> _WHAT YOU SHOULD DO_: Can you copy the records below word for word, with nothing added or dropped?

> _Excerpts of bounding box data_:
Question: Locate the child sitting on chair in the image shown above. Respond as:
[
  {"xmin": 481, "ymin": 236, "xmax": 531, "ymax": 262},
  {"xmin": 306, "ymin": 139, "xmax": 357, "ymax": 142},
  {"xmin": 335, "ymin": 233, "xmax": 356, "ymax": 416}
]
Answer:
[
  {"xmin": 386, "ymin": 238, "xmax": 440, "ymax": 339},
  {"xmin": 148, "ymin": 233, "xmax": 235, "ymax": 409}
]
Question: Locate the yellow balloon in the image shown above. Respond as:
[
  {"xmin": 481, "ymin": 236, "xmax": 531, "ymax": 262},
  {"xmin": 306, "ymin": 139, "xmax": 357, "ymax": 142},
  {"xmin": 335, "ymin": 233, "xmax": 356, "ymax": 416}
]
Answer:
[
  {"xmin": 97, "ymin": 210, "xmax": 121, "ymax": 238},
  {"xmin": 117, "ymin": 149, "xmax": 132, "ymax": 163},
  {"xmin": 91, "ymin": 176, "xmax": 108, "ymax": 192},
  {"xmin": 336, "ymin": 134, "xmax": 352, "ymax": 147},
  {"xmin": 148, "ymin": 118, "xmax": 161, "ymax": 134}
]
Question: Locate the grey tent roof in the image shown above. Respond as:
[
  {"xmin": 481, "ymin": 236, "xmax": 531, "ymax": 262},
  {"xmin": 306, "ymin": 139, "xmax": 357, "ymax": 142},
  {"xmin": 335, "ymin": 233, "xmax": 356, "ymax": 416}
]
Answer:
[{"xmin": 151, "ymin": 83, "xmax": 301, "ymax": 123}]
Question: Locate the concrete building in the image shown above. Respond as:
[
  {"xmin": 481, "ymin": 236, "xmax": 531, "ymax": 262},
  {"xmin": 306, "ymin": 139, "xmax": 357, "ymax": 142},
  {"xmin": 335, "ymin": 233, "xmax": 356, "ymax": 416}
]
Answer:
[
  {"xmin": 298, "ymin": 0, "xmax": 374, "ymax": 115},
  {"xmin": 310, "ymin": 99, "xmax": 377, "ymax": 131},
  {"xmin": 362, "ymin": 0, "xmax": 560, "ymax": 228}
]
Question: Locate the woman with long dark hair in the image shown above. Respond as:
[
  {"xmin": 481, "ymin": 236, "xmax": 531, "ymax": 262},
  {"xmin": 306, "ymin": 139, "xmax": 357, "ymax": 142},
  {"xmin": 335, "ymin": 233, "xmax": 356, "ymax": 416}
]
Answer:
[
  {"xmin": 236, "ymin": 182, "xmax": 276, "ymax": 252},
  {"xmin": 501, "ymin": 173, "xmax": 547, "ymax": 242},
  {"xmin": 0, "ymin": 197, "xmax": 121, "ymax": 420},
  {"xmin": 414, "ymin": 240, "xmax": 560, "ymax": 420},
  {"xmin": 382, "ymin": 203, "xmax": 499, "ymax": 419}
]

> _RESPONSE TO THIS EXERCISE_:
Question: Locate the child sitting on chair in the image shown above. Respond as:
[
  {"xmin": 481, "ymin": 236, "xmax": 531, "ymax": 262},
  {"xmin": 306, "ymin": 139, "xmax": 357, "ymax": 142},
  {"xmin": 335, "ymin": 233, "xmax": 356, "ymax": 416}
]
Answer:
[
  {"xmin": 386, "ymin": 238, "xmax": 440, "ymax": 339},
  {"xmin": 148, "ymin": 233, "xmax": 235, "ymax": 409}
]
Question: Locate the yellow balloon in the image shown above. Respond as:
[
  {"xmin": 481, "ymin": 236, "xmax": 531, "ymax": 262},
  {"xmin": 306, "ymin": 139, "xmax": 357, "ymax": 142},
  {"xmin": 335, "ymin": 233, "xmax": 356, "ymax": 416}
]
Answer:
[
  {"xmin": 97, "ymin": 210, "xmax": 121, "ymax": 238},
  {"xmin": 117, "ymin": 149, "xmax": 132, "ymax": 163},
  {"xmin": 91, "ymin": 176, "xmax": 108, "ymax": 192},
  {"xmin": 336, "ymin": 134, "xmax": 352, "ymax": 147},
  {"xmin": 148, "ymin": 118, "xmax": 161, "ymax": 134}
]
Question: Locate the grey tent roof in the image shown above. Respond as:
[
  {"xmin": 481, "ymin": 236, "xmax": 531, "ymax": 262},
  {"xmin": 306, "ymin": 139, "xmax": 357, "ymax": 142},
  {"xmin": 335, "ymin": 233, "xmax": 356, "ymax": 416}
]
Answer:
[{"xmin": 151, "ymin": 83, "xmax": 301, "ymax": 123}]
Question: Locate the concrete building in the image shown above. Respond as:
[
  {"xmin": 481, "ymin": 236, "xmax": 531, "ymax": 262},
  {"xmin": 306, "ymin": 139, "xmax": 357, "ymax": 142},
  {"xmin": 335, "ymin": 233, "xmax": 356, "ymax": 416}
]
Answer:
[
  {"xmin": 298, "ymin": 0, "xmax": 374, "ymax": 115},
  {"xmin": 310, "ymin": 99, "xmax": 377, "ymax": 131},
  {"xmin": 362, "ymin": 0, "xmax": 560, "ymax": 228}
]
Question: Locate the woman with long dark hair in the image shown above. Respond as:
[
  {"xmin": 481, "ymin": 236, "xmax": 531, "ymax": 262},
  {"xmin": 306, "ymin": 139, "xmax": 357, "ymax": 142},
  {"xmin": 335, "ymin": 233, "xmax": 356, "ymax": 416}
]
Answer:
[
  {"xmin": 236, "ymin": 182, "xmax": 276, "ymax": 252},
  {"xmin": 501, "ymin": 173, "xmax": 547, "ymax": 242},
  {"xmin": 0, "ymin": 197, "xmax": 121, "ymax": 420},
  {"xmin": 414, "ymin": 240, "xmax": 560, "ymax": 420},
  {"xmin": 382, "ymin": 203, "xmax": 499, "ymax": 419}
]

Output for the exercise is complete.